▶ [Page excerpt]

Post by creekfeet » Sat Feb 10, 2018 10:39 am

I have too many to choose from, so I'll just recount my first major blunder I made as a gung-ho 17 year old, although it wasn't so much a blunder as just a general level of stupidity that comes at that age. I had a few days off from work and I was bored, so I drove up to Sequoia from LA. I made it about 10 miles before remembering I'd forgot to bring shoes, so I turned around and grabbed some old, beat-up Nikes. I wound up making it up the mountain right before sunset, and found a great place to squat for the night on some granite near Crescent Meadow.

I woke up around 5:30 the next morning, ate half a cinnamon roll, and decided to go for a hike. Even after returning to grab my shoes, I'd still neglected to bring socks. I set off to hike the Congress Trail bringing nothing but my shoes, a t-shirt, and boardshorts. It was my first time ever visiting the Sierra solo, but I'd explored the Giant Forest countless times before on camping trips with my family. However, I'd never really noticed the northern offshoot of the Alta Trail from the Congress Trail before. It appeared to go somewhere wild so I followed it, and was instantly stunned by its beauty. Originally I only planned to walk up it for five minutes or so, but I couldn't bring myself to turn around.

▶ [Task set]
a) Answer these from the Sequoia hiking post:
(i) What city did the writer drive from to reach Sequoia?
(ii) What did the writer eat after waking around 5:30?
(iii) What trail branched off the Congress Trail and drew the writer onward?
b) Write the next part of the Sequoia hiking post, starting right after its final sentence.

▶ [Dataset extract]
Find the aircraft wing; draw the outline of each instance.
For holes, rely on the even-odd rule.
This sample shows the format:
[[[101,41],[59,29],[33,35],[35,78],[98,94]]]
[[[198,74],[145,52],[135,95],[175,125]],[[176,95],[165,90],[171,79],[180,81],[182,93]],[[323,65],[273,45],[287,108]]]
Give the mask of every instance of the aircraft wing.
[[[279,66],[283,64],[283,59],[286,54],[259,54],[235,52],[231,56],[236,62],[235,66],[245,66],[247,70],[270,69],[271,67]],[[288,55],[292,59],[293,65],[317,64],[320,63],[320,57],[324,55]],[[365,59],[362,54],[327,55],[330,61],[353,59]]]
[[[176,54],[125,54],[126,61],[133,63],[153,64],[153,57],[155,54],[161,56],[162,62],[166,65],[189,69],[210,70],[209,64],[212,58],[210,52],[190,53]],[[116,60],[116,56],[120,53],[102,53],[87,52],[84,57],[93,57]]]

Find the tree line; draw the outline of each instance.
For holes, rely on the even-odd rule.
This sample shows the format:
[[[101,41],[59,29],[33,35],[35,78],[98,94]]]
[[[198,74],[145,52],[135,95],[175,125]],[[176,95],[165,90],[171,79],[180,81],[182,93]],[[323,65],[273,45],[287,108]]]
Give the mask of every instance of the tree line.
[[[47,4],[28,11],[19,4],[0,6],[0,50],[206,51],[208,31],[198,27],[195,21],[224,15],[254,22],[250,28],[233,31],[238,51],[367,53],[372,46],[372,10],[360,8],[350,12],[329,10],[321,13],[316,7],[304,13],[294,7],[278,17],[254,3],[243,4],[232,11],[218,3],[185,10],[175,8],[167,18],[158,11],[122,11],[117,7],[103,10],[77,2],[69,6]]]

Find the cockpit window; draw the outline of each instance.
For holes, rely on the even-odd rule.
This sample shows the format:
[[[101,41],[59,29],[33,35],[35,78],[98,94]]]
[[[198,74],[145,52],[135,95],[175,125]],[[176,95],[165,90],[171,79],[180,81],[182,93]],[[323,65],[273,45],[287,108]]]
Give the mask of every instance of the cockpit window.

▶ [Answers to the exercise]
a)
(i) LA
(ii) Half a cinnamon roll
(iii) The northern offshoot of the Alta Trail

b)
Eventually I got to a sign indicating how far it was to Panther Gap and Alta Peak, and figured I'd just go to Panther Gap and turn around. Naturally when I got to Panther Gap I wanted to keep going, although I was a little burdened by the fact I hadn't had any water. Still, I was really blown away by the views, and just had to chase them further. I kept telling myself I would only hike another five minutes, but I was young and full of energy so I kept pushing on, cottonmouth and all.

I lived in the Sierra for a number of summers, but that was still the single hottest day I ever recall. On top of that it must've been a dry year because I'd been hiking for about seven miles before I finally crossed a spring. I knew you weren't supposed to drink unfiltered water, but I was desperate, so I wolfed down as much as I could until I thought I would burst. I've never filtered my water since.

I think the second I'd seen the first sign I knew in the back of my head that I'd be climbing Alta Peak that day. I was feeling really great the entire way, until that last brutal mile where for every three steps forward you take two back. I found myself thinking water, food, and even sunscreen would've been beneficial. Socks would've been nice too, because my feet were beginning to blister. I had to take a break like every ten feet, but I finally made it to the top, completely defeated.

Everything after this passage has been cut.